Records for the task

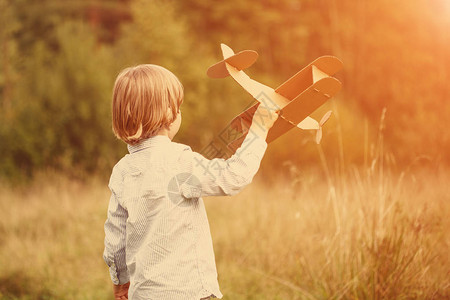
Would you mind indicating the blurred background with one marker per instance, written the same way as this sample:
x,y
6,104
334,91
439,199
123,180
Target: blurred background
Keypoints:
x,y
58,63
60,58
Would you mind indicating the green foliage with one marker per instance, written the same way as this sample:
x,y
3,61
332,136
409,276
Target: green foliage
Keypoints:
x,y
60,114
57,72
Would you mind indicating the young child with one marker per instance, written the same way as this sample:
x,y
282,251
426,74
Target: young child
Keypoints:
x,y
157,239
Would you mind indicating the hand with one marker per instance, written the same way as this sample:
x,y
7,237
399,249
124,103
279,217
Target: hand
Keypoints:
x,y
121,291
263,120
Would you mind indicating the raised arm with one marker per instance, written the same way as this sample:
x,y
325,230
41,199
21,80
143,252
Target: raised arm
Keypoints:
x,y
227,177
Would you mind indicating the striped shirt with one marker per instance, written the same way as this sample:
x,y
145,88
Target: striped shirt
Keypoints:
x,y
157,233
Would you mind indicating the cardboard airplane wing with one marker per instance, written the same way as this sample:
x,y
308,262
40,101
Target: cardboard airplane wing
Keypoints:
x,y
296,98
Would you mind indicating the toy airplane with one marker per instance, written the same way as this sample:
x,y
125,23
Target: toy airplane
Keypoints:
x,y
295,99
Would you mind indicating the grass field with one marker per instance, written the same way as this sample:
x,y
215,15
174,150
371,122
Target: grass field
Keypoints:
x,y
356,234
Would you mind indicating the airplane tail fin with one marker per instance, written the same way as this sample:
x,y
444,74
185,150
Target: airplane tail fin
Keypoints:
x,y
311,124
240,61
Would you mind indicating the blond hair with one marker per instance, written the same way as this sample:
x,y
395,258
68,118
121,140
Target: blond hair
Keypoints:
x,y
145,99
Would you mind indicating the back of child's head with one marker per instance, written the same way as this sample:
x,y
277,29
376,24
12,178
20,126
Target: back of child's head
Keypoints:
x,y
146,98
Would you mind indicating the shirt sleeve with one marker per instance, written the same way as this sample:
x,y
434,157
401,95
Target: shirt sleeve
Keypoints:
x,y
115,241
219,177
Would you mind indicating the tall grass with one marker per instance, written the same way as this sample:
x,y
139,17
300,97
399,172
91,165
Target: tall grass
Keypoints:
x,y
342,232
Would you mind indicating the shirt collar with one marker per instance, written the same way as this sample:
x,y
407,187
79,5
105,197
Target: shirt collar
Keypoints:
x,y
150,142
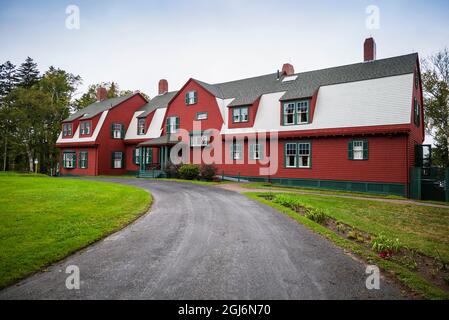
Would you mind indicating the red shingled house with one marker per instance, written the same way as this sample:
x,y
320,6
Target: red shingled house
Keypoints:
x,y
354,127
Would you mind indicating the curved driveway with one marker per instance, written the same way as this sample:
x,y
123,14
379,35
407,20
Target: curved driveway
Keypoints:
x,y
202,242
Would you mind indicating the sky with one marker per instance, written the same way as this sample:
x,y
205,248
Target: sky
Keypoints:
x,y
135,43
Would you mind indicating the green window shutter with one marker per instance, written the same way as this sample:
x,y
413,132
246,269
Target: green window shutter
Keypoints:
x,y
365,150
350,151
168,125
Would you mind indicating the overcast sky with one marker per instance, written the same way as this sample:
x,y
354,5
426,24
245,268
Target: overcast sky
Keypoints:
x,y
136,43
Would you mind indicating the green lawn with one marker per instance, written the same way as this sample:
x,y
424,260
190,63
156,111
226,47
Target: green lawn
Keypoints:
x,y
271,186
425,229
44,219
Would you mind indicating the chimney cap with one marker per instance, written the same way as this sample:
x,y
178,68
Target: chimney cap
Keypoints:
x,y
288,69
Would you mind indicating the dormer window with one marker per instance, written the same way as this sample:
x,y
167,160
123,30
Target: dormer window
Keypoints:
x,y
240,115
67,130
117,131
191,97
297,112
141,126
85,127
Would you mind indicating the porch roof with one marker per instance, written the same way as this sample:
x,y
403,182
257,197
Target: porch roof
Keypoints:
x,y
165,140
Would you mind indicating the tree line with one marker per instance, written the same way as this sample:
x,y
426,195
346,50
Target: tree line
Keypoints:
x,y
32,108
33,105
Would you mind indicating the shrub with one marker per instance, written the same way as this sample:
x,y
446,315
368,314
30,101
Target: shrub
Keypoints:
x,y
316,215
189,171
385,246
172,170
208,172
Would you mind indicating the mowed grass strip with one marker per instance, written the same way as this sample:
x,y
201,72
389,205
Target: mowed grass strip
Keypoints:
x,y
43,219
425,229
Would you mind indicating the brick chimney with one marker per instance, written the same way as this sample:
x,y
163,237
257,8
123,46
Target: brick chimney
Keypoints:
x,y
287,69
369,49
102,94
163,86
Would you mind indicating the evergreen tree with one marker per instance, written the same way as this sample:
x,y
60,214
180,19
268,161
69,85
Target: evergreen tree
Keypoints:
x,y
8,78
27,73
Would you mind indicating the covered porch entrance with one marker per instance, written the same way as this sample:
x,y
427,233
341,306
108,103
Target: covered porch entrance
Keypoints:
x,y
155,168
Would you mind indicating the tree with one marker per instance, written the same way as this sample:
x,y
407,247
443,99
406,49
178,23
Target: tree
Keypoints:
x,y
27,73
436,95
8,78
8,81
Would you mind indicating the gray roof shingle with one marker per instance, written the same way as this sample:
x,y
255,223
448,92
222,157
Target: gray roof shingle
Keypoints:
x,y
160,101
246,91
98,107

Problem to work on
Would you set down each line of the listing above exactly, apart from the pictures?

Solution to this problem
Would you mind indicating the blurred background with one marker per instance, written the same way as this sample:
x,y
6,104
334,91
439,199
123,180
Target: blurred background
Keypoints:
x,y
58,63
60,58
Would you mind indicating the green foliage with one marker per instance, written the same way as this sample:
x,y
3,61
332,136
409,276
Target: green foliage
Keypoints:
x,y
60,114
57,72
Would you mind indicating the young child with one marker per instance, written the same way as this sample:
x,y
282,251
426,74
Target: young child
Keypoints:
x,y
157,239
Would you mind indicating the hand with one marker per instance, written the same way as this sample:
x,y
7,237
399,249
124,103
279,217
Target: hand
Keypoints:
x,y
121,291
263,120
Would you mind indicating the raised arm with one marker per instance, written the same way as this sample:
x,y
325,230
41,199
21,80
143,252
Target: raised arm
Keypoints:
x,y
227,177
Would you mind indicating the striped shirt with one marker per instance, written the same way as this sample:
x,y
145,88
Target: striped shirt
Keypoints:
x,y
157,233
Would you mind indicating the cardboard airplane wing with one marker per instance, written the same way as this sample:
x,y
308,262
40,101
Target: cardboard airplane wing
Keypoints:
x,y
296,98
Would you mind indicating the toy airplane with one marker per instance, written the same way as this sample:
x,y
125,23
Target: toy airplane
Keypoints:
x,y
295,99
Would you mind indicating the grass field with one marker per instance, written the same way as this sample:
x,y
215,15
174,150
371,122
Target: grass field
Keypoints:
x,y
356,234
Would you mind indicating the airplane tail fin with one marker per instance, written the same way as this sample:
x,y
444,74
185,150
Target: airplane tail fin
Keypoints:
x,y
311,124
240,61
Would you mind indicating the blond hair with one marker per instance, written the same way as this sample:
x,y
395,258
68,118
121,140
Target: blond hair
Keypoints:
x,y
145,99
Would you mind indicating the back of child's head with one marker per instance, written the same way as this sample:
x,y
277,29
376,24
12,178
20,126
Target: back of child's head
Keypoints:
x,y
146,98
Would you mind indicating the shirt sleeve with one marker per instance, written the same way as this sample:
x,y
434,157
401,95
Target: shirt sleeve
Keypoints:
x,y
115,241
219,177
Would you mind indicating the tall grass with one marker per instance, written the same way as this sample:
x,y
139,17
300,97
399,172
91,165
Target: tall grass
Keypoints:
x,y
342,232
Would you mind indicating the shirt collar with one marker per instance, written the same way as this sample:
x,y
407,187
79,5
105,197
Target: shirt collar
Keypoints:
x,y
150,142
Would you mind indicating the red shingled house with one marker per instance, written the same way as this sample:
x,y
320,6
Target: red shingled house
Keypoints:
x,y
354,127
Would you mind indicating the curved driveway with one marker per instance, written the same way as this sample:
x,y
123,14
379,35
407,20
Target: curved driveway
Keypoints:
x,y
202,242
Would you mind indicating the sky with one marker per instance, written the same way as this sample:
x,y
205,248
Target: sky
Keypoints:
x,y
135,43
Would you mind indicating the green window shutter with one marker per instance, written the same way as this sample:
x,y
413,132
246,269
Target: green window shutter
Keypoints:
x,y
365,150
350,151
168,125
Would you mind indicating the overcast sky with one marker per instance, written the same way as this sample:
x,y
354,5
426,24
245,268
Target: overcast sky
Keypoints:
x,y
136,43
Would you mind indicating the green lawn with one marker per instance, written the same way as this sample:
x,y
424,260
190,63
156,111
226,47
Target: green lawn
Keypoints:
x,y
271,186
425,229
44,219
Would you mind indicating the chimney cap with one marker per instance, written the same way as this sample:
x,y
178,68
Target: chimney cap
Keypoints:
x,y
288,69
Would you mind indicating the dormer window with one marker per instance, written the same way as this sample:
x,y
167,160
123,30
Target: dormer window
Keypoints:
x,y
240,115
67,130
117,131
191,97
297,112
141,126
85,127
Would you mind indicating the porch roof with one marker per instance, written the same way as this sample:
x,y
403,182
257,197
Target: porch roof
Keypoints:
x,y
165,140
Would you mind indicating the tree line with one marker per instance, written the same way as this sample:
x,y
426,195
346,50
Target: tree line
Keypoints:
x,y
32,108
33,105
Would you mind indicating the shrub with one marker per instance, written the same way as this sample:
x,y
446,315
368,314
30,101
Target: shrub
Keypoints:
x,y
316,215
189,171
385,246
172,170
208,172
Would you mind indicating the mowed grass strip with one marker per instance, written the same way as this sample:
x,y
201,72
389,205
Target: mowed grass strip
Keypoints:
x,y
43,219
425,229
Would you mind indicating the brick chimney with one marker per instance, written the same way as this sample:
x,y
163,237
257,8
123,46
Target: brick chimney
Keypoints:
x,y
287,69
369,49
102,94
163,86
Would you mind indicating the evergreen tree with one marker per instance, written the same way as this sample:
x,y
60,214
180,19
268,161
69,85
Target: evergreen tree
Keypoints:
x,y
8,78
27,73
Would you mind indicating the covered porch entrance with one marker per instance, written the same way as this sample:
x,y
427,233
341,306
108,103
Target: covered porch entrance
Keypoints:
x,y
155,168
Would you mind indicating the tree with one marker per instance, written the same way as this sample:
x,y
407,247
443,99
406,49
178,23
Target: tree
Keypoints:
x,y
27,73
436,95
8,78
8,81
Would you mind indicating the gray roof shingle with one marker per instance, written the same way as this sample:
x,y
255,223
448,92
222,157
Target: gray roof shingle
Keypoints:
x,y
160,101
246,91
98,107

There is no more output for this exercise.